*ZU BEARBEITEN*:
**a)** Fassen Sie den Artikel über Kapitalabflüsse aus Europa in zwei Sätzen zusammen.
**b)** Beantworten Sie zum Artikel über Kapitalabflüsse aus Europa die folgenden Fragen:
(i) Welche beiden Länder realisieren zusammen mit der Eurozone 75 Prozent der globalen Netto-Ersparnisse?
(ii) Seit welchem Jahr gibt es in der Eurozone einen Nettokapitalabfluss?
(iii) Welcher Anteil des BIP wurde von 2012 bis 2014 allein durch Bankeinlagen und Kredite ins Ausland transferiert?

*TEXTAUSZUG*:
►

Finanzen

Kapital verlässt Europa, geht in die USA und nach Großbritannien

Lesezeit: 3 min
04.06.2018 23:52
Kapital aus Europa finanziert das Defizit der USA und Großbritanniens. Damit werden Investitionen in der Euro-Zone erschwert.
Kapital verlässt Europa, geht in die USA und nach Großbritannien

Mehr zum Thema:  
Benachrichtigung über neue Artikel:  

Die Eurozone ist der größte Kapitalexporteur der Welt. Das Kapital fließt zum Großteil in die Defizitländer USA und Großbritannien. Auch Kanada und Australien profitieren von Kapitalzuflüssen. Die Eurozone realisiert zusammen mit China und Japan 75 Prozent der globalen Netto-Ersparnisse, die dann an die Defizitländer gehen.

Kapital fließt von Europa in die USA

In der Eurozone gibt es seit 2012 einen Nettokapitalabfluss: Mittlerweile gehen drei Prozent des Bruttoinlandprodukts (BIP) ins Ausland. Getrieben wird dies vor allem durch Bankeinlagen und Kredite: Allein dadurch wurden von 2012 bis 2014 fünf Prozent des BIP ins Ausland transferiert.

◄

*BEREITGESTELLTES MATERIAL*:
►

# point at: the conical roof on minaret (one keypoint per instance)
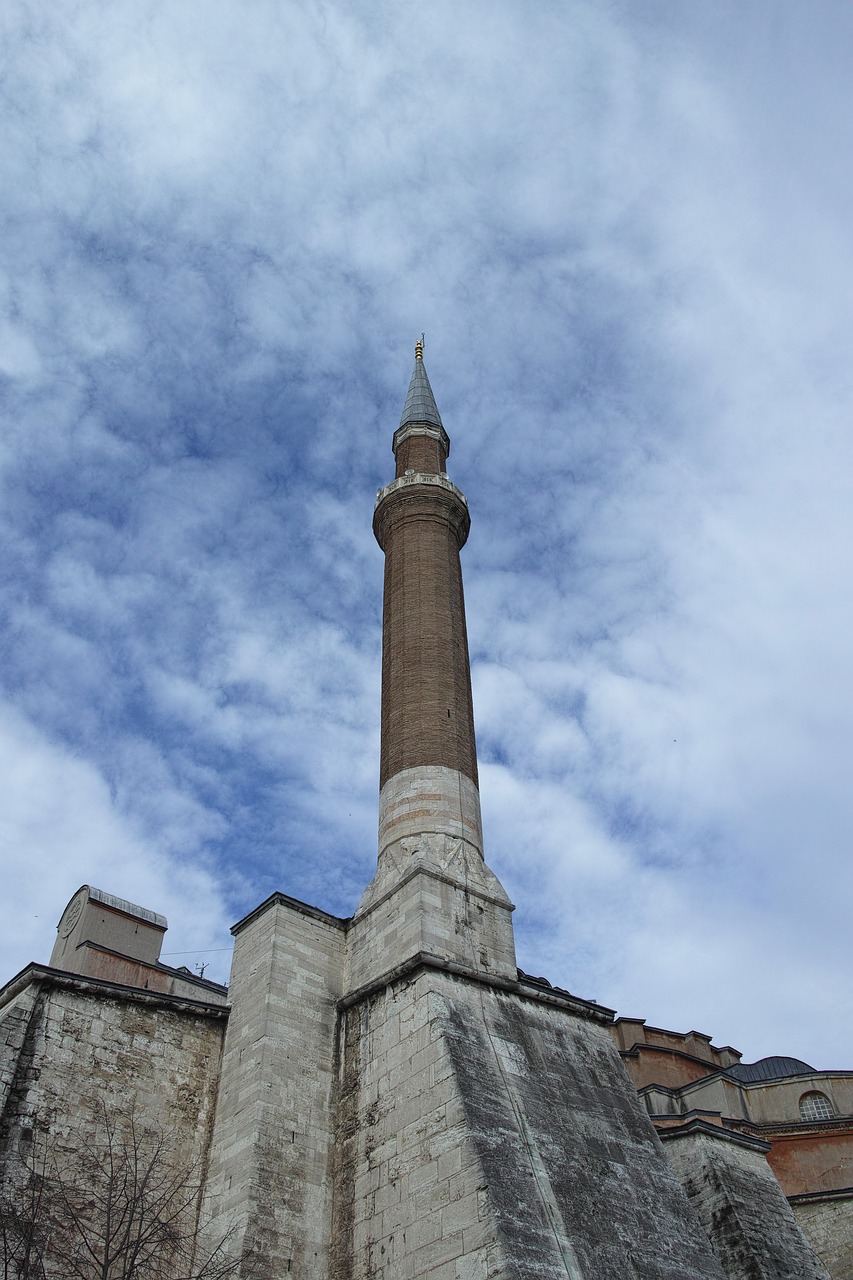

◄

*LÖSUNGEN ZUR ÜBUNG*:
**a)** Die Eurozone ist der größte Kapitalexporteur der Welt, und ihr Kapital fließt zum Großteil in die Defizitländer USA und Großbritannien, was Investitionen in der Euro-Zone erschwert. Seit 2012 verzeichnet sie einen Nettokapitalabfluss von mittlerweile drei Prozent des BIP, der vor allem durch Bankeinlagen und Kredite getrieben wird.

**b)**
(i) China und Japan
(ii) Seit 2012
(iii) Fünf Prozent des BIP